§ Aim of the exercise
Copy every record verbatim. Leave the pictures out.

● ● ● ● ● ● ●

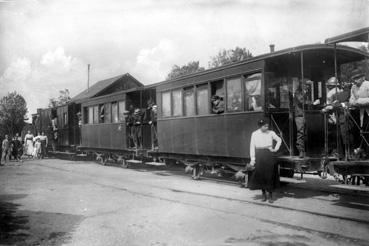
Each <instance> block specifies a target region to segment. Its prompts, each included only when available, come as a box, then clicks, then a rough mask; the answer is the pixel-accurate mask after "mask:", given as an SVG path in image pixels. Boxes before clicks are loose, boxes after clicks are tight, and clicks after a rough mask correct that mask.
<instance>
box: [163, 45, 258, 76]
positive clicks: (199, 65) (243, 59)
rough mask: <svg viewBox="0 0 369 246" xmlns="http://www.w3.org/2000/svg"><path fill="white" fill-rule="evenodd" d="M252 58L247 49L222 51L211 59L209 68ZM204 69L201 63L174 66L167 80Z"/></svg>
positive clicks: (248, 51)
mask: <svg viewBox="0 0 369 246" xmlns="http://www.w3.org/2000/svg"><path fill="white" fill-rule="evenodd" d="M250 57H252V54H251V52H250V51H249V50H248V49H246V48H240V47H236V48H234V49H229V50H225V49H223V50H221V51H219V52H218V54H217V55H215V56H213V57H211V58H210V61H209V68H215V67H219V66H223V65H227V64H230V63H233V62H237V61H242V60H245V59H248V58H250ZM204 70H205V68H204V67H200V65H199V61H192V62H189V63H187V64H186V65H183V66H178V65H174V66H173V67H172V69H171V71H170V72H169V74H168V75H167V79H174V78H177V77H181V76H183V75H187V74H191V73H196V72H199V71H204Z"/></svg>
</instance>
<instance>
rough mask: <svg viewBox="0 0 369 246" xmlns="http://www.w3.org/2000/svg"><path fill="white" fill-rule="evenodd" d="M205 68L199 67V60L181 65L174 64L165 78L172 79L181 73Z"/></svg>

● ● ● ● ● ● ●

§ Problem solution
Each <instance> block specifies a target region to segment. Its prompts, each included only when available, come as a box, then clicks, then a rough mask; the answer is the pixel-accurate mask after "mask:", given as an SVG path in image pixels. Boxes before clicks are loose, boxes after clicks are tight, and clicks after a rough mask correct that mask.
<instance>
box: [163, 45, 258, 76]
positive clicks: (199, 65) (243, 59)
rough mask: <svg viewBox="0 0 369 246" xmlns="http://www.w3.org/2000/svg"><path fill="white" fill-rule="evenodd" d="M252 58L247 49L222 51L211 59L209 68ZM204 69L201 63L174 66L167 80Z"/></svg>
positive clicks: (248, 51)
mask: <svg viewBox="0 0 369 246" xmlns="http://www.w3.org/2000/svg"><path fill="white" fill-rule="evenodd" d="M250 57H252V54H251V52H250V51H249V50H248V49H246V48H240V47H236V48H234V49H229V50H225V49H223V50H221V51H219V52H218V54H217V55H215V56H213V57H211V58H210V61H209V68H215V67H219V66H223V65H227V64H230V63H233V62H237V61H242V60H245V59H248V58H250ZM204 70H205V68H204V67H200V65H199V61H192V62H189V63H187V64H186V65H183V66H178V65H174V66H173V67H172V69H171V71H170V72H169V74H168V75H167V79H174V78H177V77H181V76H183V75H187V74H191V73H196V72H199V71H204Z"/></svg>
</instance>
<instance>
rough mask: <svg viewBox="0 0 369 246" xmlns="http://www.w3.org/2000/svg"><path fill="white" fill-rule="evenodd" d="M205 68L199 67V60L181 65L174 64L165 78L172 79L181 73Z"/></svg>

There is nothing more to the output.